Because you used an arrow function, `this` is _not_ {hippy: 'hipster'}. You
can’t rebind functions; once they’re bound, they’re bound.

------
scandox
> bind is a method that is present in every function

There is surely a world of unexplained knowledge in that line for someone that
doesn't know JS well

------
FeepingCreature
In Jerboa, my JS-inspired scripting language, there's an alternative to the
"function" keyword called "method". The only difference is that "method"
functions expose `this' and "function" functions don't.

This removes the need for the `var self = this' hack and all the related
weirdness.

An amusing consequence is that if you declare a simple closure as a method,
its `this' pointer will be the stackframe of the lexical context where it is
called.

    
    
        method test() { print(this.a); }
        var a = 5;
        test(); /* implicitly __stackframe__.test() */
    

(You should not actually do this, of course. It's fun though.)

The reason is straightforward: the `this' pointer is the object on whose
lookup the closure was found...

------
kough
So many new guides to `this` in the comments here. Not sure why this blog post
exists either. I agree with most people that JS is confusing to people who are
used to OOP programming in Python or Ruby, and that "this" is one of the most
confusing parts. The best resource I've found is
[https://bonsaiden.github.io/JavaScript-
Garden/#function.this](https://bonsaiden.github.io/JavaScript-
Garden/#function.this) . Free, online, concise, accurate.

------
vkjv
Here's a fun one about `this` that you might not know. When running `eval`,
`this` refers to the `this` in the calling context. Unless you alias the
method. Then it refers to the global context.

▶ [DATA ENTRIES]:
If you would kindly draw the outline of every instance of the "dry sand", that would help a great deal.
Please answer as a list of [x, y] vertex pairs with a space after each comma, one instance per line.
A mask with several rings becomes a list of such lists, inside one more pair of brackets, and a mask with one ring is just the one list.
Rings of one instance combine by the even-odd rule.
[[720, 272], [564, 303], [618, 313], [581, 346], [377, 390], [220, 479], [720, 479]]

▶ [GIVEN REQUEST]: For each statement, say yes or no as to whether it agrees with the thread on JavaScript's `this`, and quote the words of the thread that decide it. (a) In Jerboa, the only difference between the two keywords is that "method" functions expose `this` and "function" functions do not. (b) If you alias the method when running `eval`, `this` refers to the calling context. (c) A function that has already been bound can be bound again.

▶ [RESULT OF THE EXERCISE]:
(a) Yes: "The only difference is that "method" functions expose `this' and "function" functions don't."
(b) No: "Unless you alias the method. Then it refers to the global context."
(c) No: "You can’t rebind functions; once they’re bound, they’re bound."